- **Data**
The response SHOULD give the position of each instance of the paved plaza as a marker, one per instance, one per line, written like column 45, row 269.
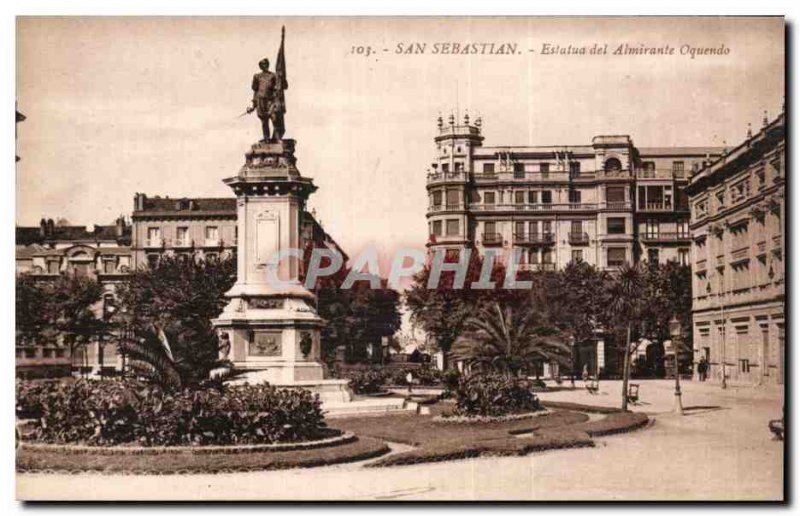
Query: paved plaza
column 721, row 449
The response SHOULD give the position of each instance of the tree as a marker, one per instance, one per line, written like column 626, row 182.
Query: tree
column 510, row 339
column 575, row 298
column 65, row 307
column 625, row 304
column 169, row 308
column 442, row 312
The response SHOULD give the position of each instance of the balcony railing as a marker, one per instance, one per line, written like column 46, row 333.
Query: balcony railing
column 446, row 207
column 665, row 237
column 534, row 207
column 740, row 255
column 578, row 238
column 656, row 206
column 618, row 205
column 492, row 239
column 439, row 177
column 533, row 238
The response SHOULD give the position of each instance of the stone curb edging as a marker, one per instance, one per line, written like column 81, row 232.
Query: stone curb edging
column 76, row 449
column 490, row 419
column 365, row 455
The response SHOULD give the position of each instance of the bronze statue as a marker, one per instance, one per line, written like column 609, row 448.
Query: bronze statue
column 268, row 99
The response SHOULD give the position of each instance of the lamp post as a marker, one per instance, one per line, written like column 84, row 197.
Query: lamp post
column 675, row 332
column 572, row 376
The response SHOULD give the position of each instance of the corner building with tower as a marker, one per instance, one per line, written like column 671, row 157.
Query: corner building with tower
column 606, row 203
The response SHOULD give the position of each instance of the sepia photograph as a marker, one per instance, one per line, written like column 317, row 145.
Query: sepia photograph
column 406, row 258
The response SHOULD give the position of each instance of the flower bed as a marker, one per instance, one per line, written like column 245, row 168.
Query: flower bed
column 112, row 412
column 493, row 395
column 195, row 461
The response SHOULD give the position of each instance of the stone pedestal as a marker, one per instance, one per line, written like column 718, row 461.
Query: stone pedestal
column 271, row 332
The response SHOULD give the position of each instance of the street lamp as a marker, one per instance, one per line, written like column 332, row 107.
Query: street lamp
column 675, row 332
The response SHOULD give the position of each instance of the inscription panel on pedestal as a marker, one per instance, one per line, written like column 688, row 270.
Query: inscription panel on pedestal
column 265, row 344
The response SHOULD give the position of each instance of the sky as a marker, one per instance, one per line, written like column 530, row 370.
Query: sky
column 117, row 106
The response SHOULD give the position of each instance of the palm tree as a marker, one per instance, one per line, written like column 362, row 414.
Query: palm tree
column 624, row 306
column 510, row 340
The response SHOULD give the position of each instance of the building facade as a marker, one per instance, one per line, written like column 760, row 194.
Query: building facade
column 50, row 250
column 605, row 203
column 738, row 260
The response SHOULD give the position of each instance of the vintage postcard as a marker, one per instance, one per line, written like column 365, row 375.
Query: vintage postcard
column 401, row 258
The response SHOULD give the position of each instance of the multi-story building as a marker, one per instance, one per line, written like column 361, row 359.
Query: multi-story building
column 738, row 259
column 204, row 227
column 49, row 250
column 604, row 203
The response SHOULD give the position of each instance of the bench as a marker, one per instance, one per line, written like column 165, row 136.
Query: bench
column 633, row 393
column 592, row 386
column 776, row 427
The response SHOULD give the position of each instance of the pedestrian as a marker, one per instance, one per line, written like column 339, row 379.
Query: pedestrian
column 702, row 369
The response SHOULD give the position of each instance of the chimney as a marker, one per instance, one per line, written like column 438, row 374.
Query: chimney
column 138, row 201
column 120, row 226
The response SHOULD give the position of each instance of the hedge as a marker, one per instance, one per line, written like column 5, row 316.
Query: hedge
column 115, row 412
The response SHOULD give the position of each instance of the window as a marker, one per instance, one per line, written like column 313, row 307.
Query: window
column 612, row 165
column 453, row 199
column 212, row 235
column 720, row 196
column 154, row 237
column 615, row 256
column 452, row 227
column 544, row 168
column 651, row 228
column 615, row 194
column 519, row 229
column 761, row 179
column 683, row 228
column 615, row 226
column 182, row 236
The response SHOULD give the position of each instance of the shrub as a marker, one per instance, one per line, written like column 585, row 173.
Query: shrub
column 491, row 394
column 129, row 412
column 368, row 382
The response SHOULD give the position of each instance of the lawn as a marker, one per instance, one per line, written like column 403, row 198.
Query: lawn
column 436, row 441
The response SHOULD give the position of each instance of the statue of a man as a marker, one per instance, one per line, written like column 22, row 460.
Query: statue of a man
column 268, row 102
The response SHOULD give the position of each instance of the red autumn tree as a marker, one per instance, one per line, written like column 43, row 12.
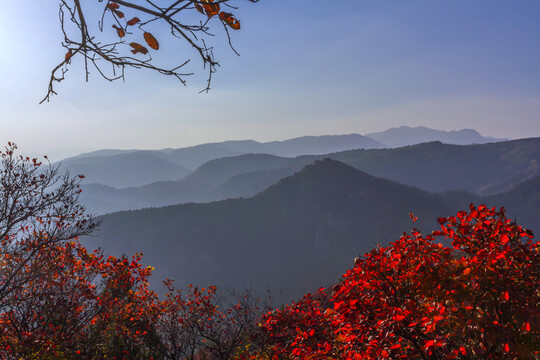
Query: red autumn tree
column 417, row 298
column 111, row 36
column 57, row 301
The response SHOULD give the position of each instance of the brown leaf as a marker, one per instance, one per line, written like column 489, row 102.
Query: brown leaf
column 121, row 33
column 133, row 21
column 119, row 14
column 151, row 41
column 69, row 54
column 230, row 20
column 138, row 48
column 210, row 8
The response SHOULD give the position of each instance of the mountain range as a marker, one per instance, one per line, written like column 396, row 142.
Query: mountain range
column 295, row 236
column 132, row 168
column 482, row 169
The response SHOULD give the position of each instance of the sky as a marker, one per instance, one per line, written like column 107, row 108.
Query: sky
column 306, row 67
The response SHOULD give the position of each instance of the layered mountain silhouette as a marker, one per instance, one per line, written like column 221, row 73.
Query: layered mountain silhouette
column 435, row 167
column 128, row 168
column 295, row 236
column 405, row 135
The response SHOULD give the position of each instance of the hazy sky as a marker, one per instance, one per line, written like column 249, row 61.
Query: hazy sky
column 307, row 67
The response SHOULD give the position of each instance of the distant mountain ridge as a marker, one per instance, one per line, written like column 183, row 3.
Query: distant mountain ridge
column 105, row 166
column 405, row 136
column 435, row 167
column 297, row 235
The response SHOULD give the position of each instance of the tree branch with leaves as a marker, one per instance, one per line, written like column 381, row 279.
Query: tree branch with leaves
column 191, row 22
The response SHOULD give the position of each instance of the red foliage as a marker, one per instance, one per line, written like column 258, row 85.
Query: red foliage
column 416, row 298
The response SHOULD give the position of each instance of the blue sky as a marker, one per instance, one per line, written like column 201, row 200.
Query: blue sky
column 307, row 67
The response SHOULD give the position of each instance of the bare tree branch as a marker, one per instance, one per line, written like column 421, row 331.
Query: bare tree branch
column 81, row 41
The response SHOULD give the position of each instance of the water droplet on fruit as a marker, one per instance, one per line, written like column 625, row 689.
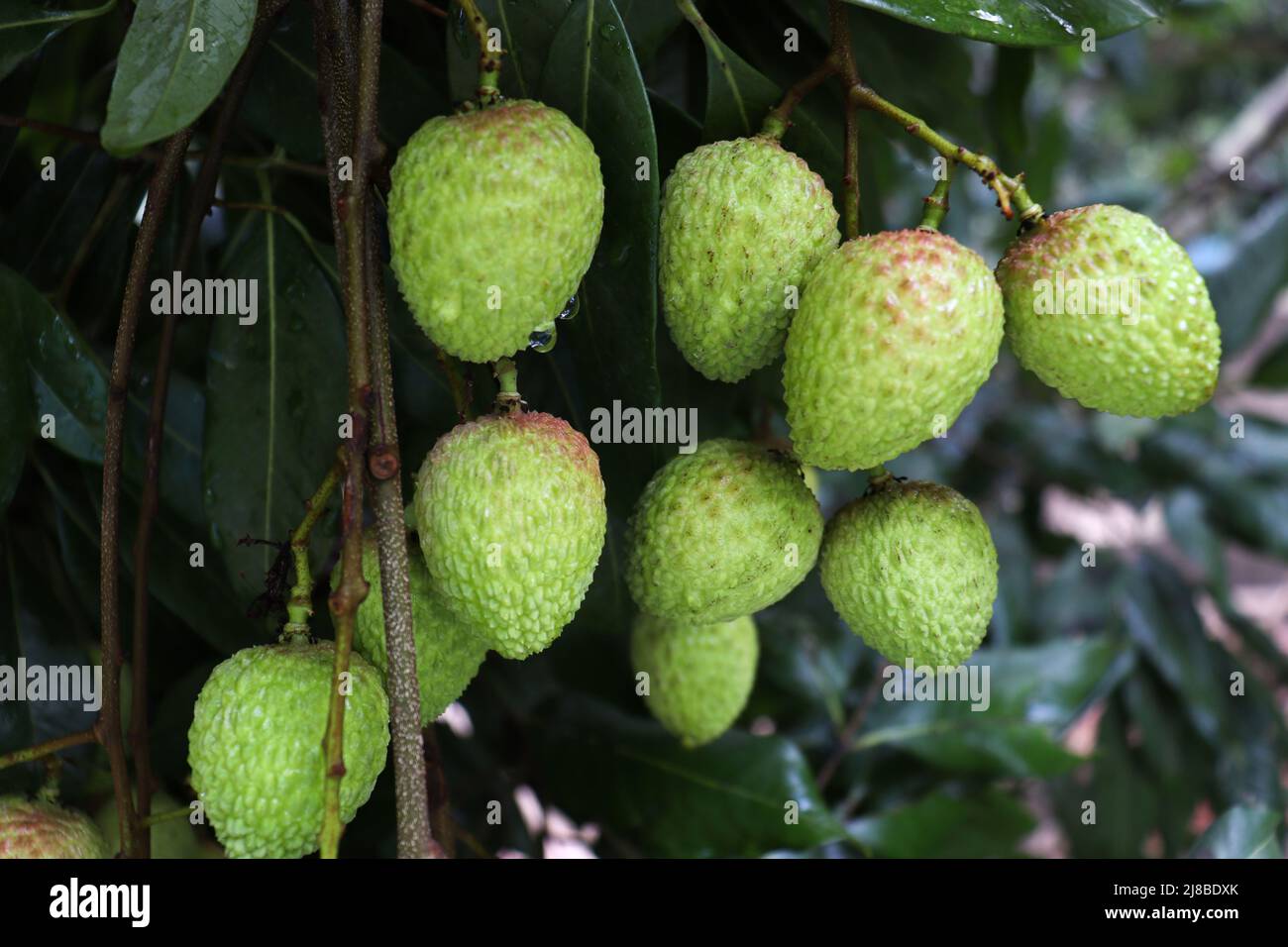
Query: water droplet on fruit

- **What is being asked**
Pictures aside, give the data again exactly as it appears.

- **Exercise result**
The response SHOULD give the position of each instance of the paved plaza as a marker, one per instance, one per line, written like column 45, row 269.
Query: paved plaza
column 721, row 449
The response SHOULD give the position of each instance of the tree as a marker, one per instance, one per line, written like column 626, row 182.
Query: tree
column 510, row 339
column 575, row 298
column 65, row 307
column 625, row 304
column 169, row 308
column 442, row 312
The response SHOULD give the position of each instance of the balcony railing as a marker, one per instance, one per line, written like column 46, row 333.
Query: balcony railing
column 446, row 207
column 665, row 237
column 534, row 207
column 740, row 255
column 578, row 238
column 656, row 206
column 618, row 205
column 492, row 239
column 439, row 177
column 533, row 238
The response SHOULD give the position of each instance of the stone curb edging as a marker, one per instance, one per line, written like column 81, row 232.
Query: stone curb edging
column 76, row 449
column 490, row 419
column 365, row 455
The response SHOULD give the position of each instance of the bronze statue as a marker, one per instance, one per line, written like column 609, row 448.
Query: bronze statue
column 268, row 99
The response SHOULD give the position of each instance of the lamp post as a marker, one per instance, one per line, written like column 84, row 197.
Query: lamp post
column 675, row 332
column 572, row 376
The response SHOULD give the position of each instance of the corner building with tower as a marker, one per instance, one per line, written like column 671, row 157.
Query: corner building with tower
column 606, row 203
The response SHOULD give the position of each instance of the sepia photograph as a marker, one per instance, one per line, written like column 317, row 145.
Query: sepia photograph
column 406, row 258
The response SHOULD give the position of each instance of the flower bed as a marker, one per instance, one per line, written like column 245, row 168.
Query: flower bed
column 112, row 412
column 493, row 395
column 195, row 461
The response SHOULD give the position of each instance of the stone pedestal as a marker, one per instance, one per line, written like column 718, row 461.
Query: stone pedestal
column 271, row 332
The response SHOULD give the position of each instance of the street lamp as a marker, one per instance, one per line, written like column 332, row 107.
Query: street lamp
column 675, row 332
The response SHOULD give the position of each instance of the inscription panel on pedestal as a marker, one per instance, one per line, written like column 688, row 270.
Query: inscription panel on pedestal
column 265, row 344
The response SHOULD give the position of each instance of the sky as a marker, one per instance, one per line, written like column 530, row 370.
Query: sky
column 117, row 106
The response SHOULD give the position of each instance of the palm tree as a marker, one per instance, one per line, written like column 362, row 414.
Query: palm tree
column 624, row 306
column 510, row 340
The response SHOULD give the position of each instance of the building facade as a marker, one per instance, one per line, written like column 760, row 194.
Query: building facade
column 50, row 250
column 605, row 203
column 738, row 260
The response SHOULD give the position of each instance of the vintage postcard as a marker, one per instance, one per line, written like column 365, row 375.
Query: vintage postcard
column 401, row 258
The response SHOULD give the position of each instance of the multi-story building as a marker, one per instance, one per line, written like column 361, row 359.
Query: multi-story building
column 738, row 259
column 204, row 227
column 49, row 250
column 604, row 203
The response SHOULD give the position of each instance of the bench as a marker, one per instance, one per line, written like column 165, row 136.
Query: bench
column 633, row 393
column 592, row 386
column 776, row 427
The response SHOULD give the position of each instance of the pedestrian as a marker, one per instance, one per line, written like column 339, row 379.
Query: pedestrian
column 702, row 369
The response SHOULD give the position of each instance of the chimney as a marker, one per instance, one per line, written like column 438, row 374.
Query: chimney
column 138, row 201
column 120, row 226
The response SHOULD give the position of each instance of the hedge as a marker, one per instance, one per line, written like column 5, row 316.
Query: hedge
column 115, row 412
The response SHOULD give the position of each instance of the window as a marker, one per instance, one per line, written like column 313, row 307.
Query: window
column 612, row 165
column 453, row 199
column 212, row 235
column 720, row 196
column 154, row 237
column 615, row 256
column 452, row 227
column 544, row 168
column 651, row 228
column 615, row 194
column 519, row 229
column 761, row 179
column 683, row 228
column 615, row 226
column 182, row 236
The response SHOULD give the position of each instance of the shrub as a marker, one per instance, one per line, written like column 585, row 173.
Query: shrub
column 491, row 394
column 129, row 412
column 368, row 382
The response SHOULD give the position of each instance of the lawn as a marker, one per instance, one per line, written like column 403, row 198.
Query: lawn
column 436, row 441
The response SHOULD give the position of each instance of the statue of a man as a marker, one per instance, one per line, written like column 22, row 460.
Query: statue of a man
column 268, row 102
The response SHOULD give the position of each instance of the red autumn tree as a marker, one per instance, one per line, written like column 43, row 12.
Query: red autumn tree
column 417, row 298
column 111, row 36
column 57, row 301
The response SHOULD give the position of each instance of the brown leaf as a marker, one per instance, one per line, written like column 489, row 102.
Query: brown leaf
column 121, row 33
column 133, row 21
column 119, row 14
column 151, row 41
column 69, row 54
column 230, row 20
column 138, row 48
column 210, row 8
The response SHOULD give the position of each instance of the mountain range as a marker, one per instance, one per line, written like column 396, row 142.
Query: mountain range
column 295, row 236
column 132, row 168
column 482, row 169
The response SHOULD give the position of each instance of the sky as a marker, one per instance, one per line, written like column 107, row 108.
Query: sky
column 306, row 67
The response SHOULD give the position of each instance of the layered mountain silhouette as a marker, one per instance, one per line, written like column 221, row 73.
Query: layered mountain silhouette
column 435, row 167
column 128, row 168
column 295, row 236
column 405, row 135
The response SHOULD give the position of each instance of the hazy sky as a marker, one per instance, one per line, written like column 249, row 61.
Query: hazy sky
column 307, row 67
The response SHOULD give the position of each instance of the distant mountain ridge as a marker, one per instance, one per line, written like column 183, row 3.
Query: distant mountain ridge
column 105, row 166
column 405, row 136
column 435, row 167
column 297, row 235
The response SHOULD give the position of each instance of the tree branch with leaves as a marker, one per instance, one per line, written like column 381, row 279.
Query: tree branch with leaves
column 191, row 22
The response SHOULD give the position of each instance of the red foliage as a marker, one per instance, one per line, written like column 258, row 85.
Query: red foliage
column 416, row 298
The response SHOULD give the position of each instance of the blue sky as a marker, one per instance, one per line, written like column 201, row 200.
Query: blue sky
column 307, row 67
The response SHOULD give the position of each instance of the bare tree branch as a marker, one per instance, one per line, written like column 421, row 331.
Query: bare tree branch
column 81, row 41
The response SHOULD give the position of each instance of the water droplet on fruit as a marker, one per instance, one per line, written like column 625, row 689.
Query: water droplet on fruit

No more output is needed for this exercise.